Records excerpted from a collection

________

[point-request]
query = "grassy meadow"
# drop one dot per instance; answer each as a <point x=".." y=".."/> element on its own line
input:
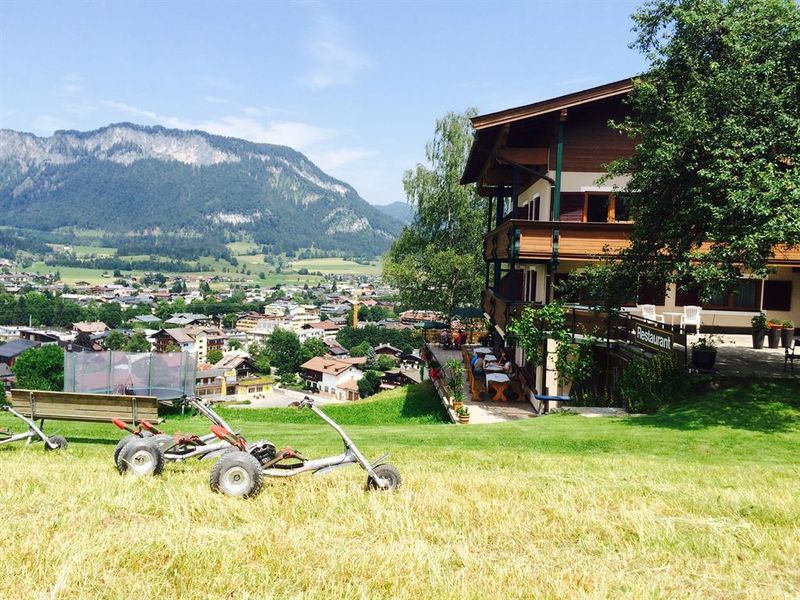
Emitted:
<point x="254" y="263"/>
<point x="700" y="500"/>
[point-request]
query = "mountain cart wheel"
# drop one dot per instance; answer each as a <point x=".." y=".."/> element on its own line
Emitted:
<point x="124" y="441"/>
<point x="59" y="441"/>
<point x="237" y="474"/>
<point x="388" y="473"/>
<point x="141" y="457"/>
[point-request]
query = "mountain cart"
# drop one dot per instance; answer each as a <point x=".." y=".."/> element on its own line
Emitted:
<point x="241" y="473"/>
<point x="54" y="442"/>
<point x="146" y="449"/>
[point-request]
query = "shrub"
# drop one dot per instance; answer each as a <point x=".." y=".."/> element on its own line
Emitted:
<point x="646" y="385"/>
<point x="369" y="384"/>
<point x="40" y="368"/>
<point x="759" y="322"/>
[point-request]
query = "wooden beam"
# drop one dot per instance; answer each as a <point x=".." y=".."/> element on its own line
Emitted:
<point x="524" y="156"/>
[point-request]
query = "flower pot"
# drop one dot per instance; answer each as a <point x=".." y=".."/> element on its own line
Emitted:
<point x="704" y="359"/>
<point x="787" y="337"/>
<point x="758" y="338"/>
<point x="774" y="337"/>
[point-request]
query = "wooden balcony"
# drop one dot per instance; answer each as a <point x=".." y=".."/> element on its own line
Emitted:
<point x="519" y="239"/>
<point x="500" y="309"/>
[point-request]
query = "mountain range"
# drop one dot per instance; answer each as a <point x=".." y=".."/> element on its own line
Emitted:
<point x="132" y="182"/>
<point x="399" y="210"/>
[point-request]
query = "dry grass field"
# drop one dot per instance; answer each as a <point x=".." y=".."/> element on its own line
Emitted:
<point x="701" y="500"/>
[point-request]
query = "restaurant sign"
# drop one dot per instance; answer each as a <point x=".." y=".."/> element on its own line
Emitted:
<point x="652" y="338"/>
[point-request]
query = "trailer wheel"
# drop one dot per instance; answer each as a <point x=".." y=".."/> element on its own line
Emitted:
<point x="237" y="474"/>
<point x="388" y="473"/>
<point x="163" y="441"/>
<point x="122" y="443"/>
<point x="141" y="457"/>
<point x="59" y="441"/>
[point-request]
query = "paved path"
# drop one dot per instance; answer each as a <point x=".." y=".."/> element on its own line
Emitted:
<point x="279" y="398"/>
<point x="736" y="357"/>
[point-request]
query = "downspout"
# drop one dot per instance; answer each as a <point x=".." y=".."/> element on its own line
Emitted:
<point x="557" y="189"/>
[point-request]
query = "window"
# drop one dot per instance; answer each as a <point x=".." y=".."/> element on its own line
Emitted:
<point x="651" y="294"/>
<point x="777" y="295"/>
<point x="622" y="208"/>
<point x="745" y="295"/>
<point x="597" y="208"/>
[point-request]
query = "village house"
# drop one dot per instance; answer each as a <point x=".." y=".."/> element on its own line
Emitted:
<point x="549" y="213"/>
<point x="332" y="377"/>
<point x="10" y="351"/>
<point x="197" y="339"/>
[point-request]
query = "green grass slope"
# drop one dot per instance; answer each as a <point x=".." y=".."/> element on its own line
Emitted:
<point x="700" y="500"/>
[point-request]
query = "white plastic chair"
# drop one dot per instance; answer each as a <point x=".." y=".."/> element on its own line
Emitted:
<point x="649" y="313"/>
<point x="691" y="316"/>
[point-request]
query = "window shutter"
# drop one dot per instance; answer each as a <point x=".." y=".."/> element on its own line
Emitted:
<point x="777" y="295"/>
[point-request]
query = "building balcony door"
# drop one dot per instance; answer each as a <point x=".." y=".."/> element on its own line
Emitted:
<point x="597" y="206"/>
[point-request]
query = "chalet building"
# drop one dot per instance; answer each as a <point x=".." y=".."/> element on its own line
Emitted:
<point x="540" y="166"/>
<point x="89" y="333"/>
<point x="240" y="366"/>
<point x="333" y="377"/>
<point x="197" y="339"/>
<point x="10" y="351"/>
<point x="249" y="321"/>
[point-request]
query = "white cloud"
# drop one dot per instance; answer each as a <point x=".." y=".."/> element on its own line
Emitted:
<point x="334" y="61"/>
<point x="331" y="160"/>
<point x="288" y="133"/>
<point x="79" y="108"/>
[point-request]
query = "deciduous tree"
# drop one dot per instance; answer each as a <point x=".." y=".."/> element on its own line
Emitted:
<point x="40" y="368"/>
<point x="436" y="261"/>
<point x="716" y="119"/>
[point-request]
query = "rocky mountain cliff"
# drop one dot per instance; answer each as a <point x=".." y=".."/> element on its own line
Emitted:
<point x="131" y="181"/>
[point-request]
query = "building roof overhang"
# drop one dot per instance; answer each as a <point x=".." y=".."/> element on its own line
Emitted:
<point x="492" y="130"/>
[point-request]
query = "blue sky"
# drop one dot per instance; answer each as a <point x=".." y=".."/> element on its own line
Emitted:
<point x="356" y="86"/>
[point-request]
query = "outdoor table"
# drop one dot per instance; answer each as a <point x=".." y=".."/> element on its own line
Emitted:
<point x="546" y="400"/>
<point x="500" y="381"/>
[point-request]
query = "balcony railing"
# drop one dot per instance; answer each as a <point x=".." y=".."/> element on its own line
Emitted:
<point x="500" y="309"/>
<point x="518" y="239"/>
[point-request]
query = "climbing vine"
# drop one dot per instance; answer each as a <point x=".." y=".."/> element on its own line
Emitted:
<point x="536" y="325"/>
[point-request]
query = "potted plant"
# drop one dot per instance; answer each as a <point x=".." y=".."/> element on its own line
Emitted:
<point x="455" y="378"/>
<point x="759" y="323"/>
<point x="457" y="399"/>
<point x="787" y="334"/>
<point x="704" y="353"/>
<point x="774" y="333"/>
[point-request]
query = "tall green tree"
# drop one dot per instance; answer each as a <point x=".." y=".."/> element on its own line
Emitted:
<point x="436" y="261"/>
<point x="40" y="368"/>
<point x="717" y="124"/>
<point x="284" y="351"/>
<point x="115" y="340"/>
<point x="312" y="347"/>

________

Your objective -
Quote the records in their entirety, keeping the wording exact and excluding pictures.

Exercise response -
[point-request]
query = "grassy meadow"
# drop one dot per instance; answer each as a <point x=".." y=".."/> element on its own line
input:
Emitted:
<point x="254" y="263"/>
<point x="700" y="500"/>
[point-request]
query = "mountain cart wheel"
# drop one dot per instance; answer each as a <point x=".." y=".."/> element on its own line
Emitted:
<point x="124" y="441"/>
<point x="59" y="441"/>
<point x="237" y="474"/>
<point x="388" y="473"/>
<point x="141" y="457"/>
[point-request]
query = "mountain cart"
# drop one dot per instance; answer each as a <point x=".." y=".."/> element on its own line
Emitted:
<point x="241" y="473"/>
<point x="54" y="442"/>
<point x="146" y="449"/>
[point-request]
query = "shrub"
# drop one dot per instance; answer each as a <point x=".." y=".."/> element on its own line
Emitted:
<point x="646" y="385"/>
<point x="369" y="384"/>
<point x="40" y="368"/>
<point x="759" y="322"/>
[point-request]
query = "wooden beam"
# drop one dot per instance; answer each as a <point x=".." y=".."/> element on its own line
Emitted:
<point x="524" y="156"/>
[point-request]
query = "flower pot"
# drop one dot per instance; answer each as a <point x=".." y=".."/> element on its own line
Emitted:
<point x="704" y="359"/>
<point x="787" y="337"/>
<point x="758" y="338"/>
<point x="774" y="337"/>
[point-request]
query = "wooden balcony"
# drop one dot per instance; answer each as a <point x=".." y=".."/> element on its own line
Emitted:
<point x="519" y="239"/>
<point x="500" y="309"/>
[point-request]
query = "mountain range"
# drop one dot per instance; answer each as a <point x=".." y=".."/> element on its own line
Emitted:
<point x="132" y="182"/>
<point x="399" y="210"/>
[point-request]
query = "dry grass field"
# drop one dot per instance; answer each as a <point x=".." y=".."/> element on its own line
Emitted:
<point x="701" y="500"/>
[point-request]
query = "restaurant sign"
# drop one dot per instance; answer each as a <point x=".." y=".."/> element on its own line
Emitted:
<point x="652" y="338"/>
[point-request]
query = "trailer wheel"
# drop one dot per instance; answer each as a <point x=".." y=".."/> element on its own line
Emitted:
<point x="237" y="474"/>
<point x="388" y="473"/>
<point x="163" y="441"/>
<point x="122" y="443"/>
<point x="141" y="457"/>
<point x="59" y="441"/>
[point-request]
query = "paved path"
# drop one dot per instance; answer each as a <point x=".." y=".."/> element on its own line
Emitted:
<point x="279" y="398"/>
<point x="736" y="357"/>
[point-request]
query = "downspout"
# drop one dot per instance; answer each as a <point x=".." y=".."/> element on its own line
Emitted:
<point x="557" y="189"/>
[point-request]
query = "window"
# drop one dot per instance; answer each as a <point x=".." y=".."/> element on its own line
Emitted:
<point x="651" y="294"/>
<point x="777" y="295"/>
<point x="622" y="208"/>
<point x="745" y="295"/>
<point x="597" y="208"/>
[point-request]
query = "village house"
# drop one dot per instance; answer each as a <point x=".." y=".."/> element on its own line
Emitted:
<point x="549" y="213"/>
<point x="332" y="377"/>
<point x="10" y="351"/>
<point x="197" y="339"/>
[point-request]
query = "green grass slope"
# drop one dot per instance; answer each as a <point x=".." y=".."/> element on its own line
Emitted:
<point x="700" y="500"/>
[point-request]
query = "white plastic chair"
# drop one dot per instance; answer each as a <point x=".." y=".."/> element on its own line
Emitted:
<point x="649" y="313"/>
<point x="691" y="316"/>
[point-request]
query = "window shutter"
# drop one dot per instance; answer each as a <point x=".." y=".."/> element on its own line
Emitted:
<point x="777" y="295"/>
[point-request]
query = "building balcony door"
# drop one dot per instance; answer each as a <point x=".." y=".."/> element on its own line
Emitted:
<point x="597" y="206"/>
[point-request]
query = "chalet building"
# drop one dot per instance; answer each as a <point x=".." y=".."/> element on its own line
Emitted:
<point x="540" y="166"/>
<point x="89" y="333"/>
<point x="240" y="366"/>
<point x="333" y="377"/>
<point x="197" y="339"/>
<point x="10" y="351"/>
<point x="249" y="321"/>
[point-request]
query = "white cloud"
# drop one dot per instance; answer each as a <point x=".." y=".."/> element on its own line
Emitted:
<point x="334" y="61"/>
<point x="331" y="160"/>
<point x="288" y="133"/>
<point x="79" y="108"/>
[point-request]
query = "deciduous tree"
# drop one dot per instance; answer each as a <point x=".." y=".."/> element on its own line
Emitted:
<point x="40" y="368"/>
<point x="436" y="261"/>
<point x="716" y="119"/>
[point-request]
query = "rocky mountain cliff"
# drop one dot per instance; answer each as a <point x=".." y=".."/> element on its own line
Emitted:
<point x="131" y="181"/>
[point-request]
query = "building roof overhang"
# drop one dot per instance; answer each as a <point x=".." y=".."/> element on its own line
Emitted:
<point x="492" y="130"/>
[point-request]
query = "blue sky"
# drop one dot per instance; answer each as a <point x=".." y=".."/> element on its own line
Emitted:
<point x="356" y="86"/>
[point-request]
query = "outdoor table"
# drop one dot per instance; answer each as a <point x=".." y=".."/> element on its own line
Emitted:
<point x="546" y="400"/>
<point x="500" y="381"/>
[point-request]
query = "balcony railing"
# drop one dot per instance; answer each as a <point x=".." y=".."/> element on its own line
Emitted:
<point x="500" y="309"/>
<point x="518" y="239"/>
[point-request]
query = "climbing vine"
# drop one dot per instance; answer each as a <point x=".." y=".."/> element on its own line
Emitted:
<point x="536" y="325"/>
[point-request]
query = "potted plant"
# drop one dot per instance; answer each as a <point x=".." y=".."/> element on its own line
Emitted:
<point x="455" y="378"/>
<point x="759" y="323"/>
<point x="457" y="399"/>
<point x="787" y="334"/>
<point x="704" y="353"/>
<point x="774" y="333"/>
[point-request]
query = "tall green tree"
# drop one dot per instance; answer each as a <point x=".." y=".."/> element on its own line
Emitted:
<point x="436" y="261"/>
<point x="40" y="368"/>
<point x="717" y="124"/>
<point x="284" y="351"/>
<point x="115" y="340"/>
<point x="312" y="347"/>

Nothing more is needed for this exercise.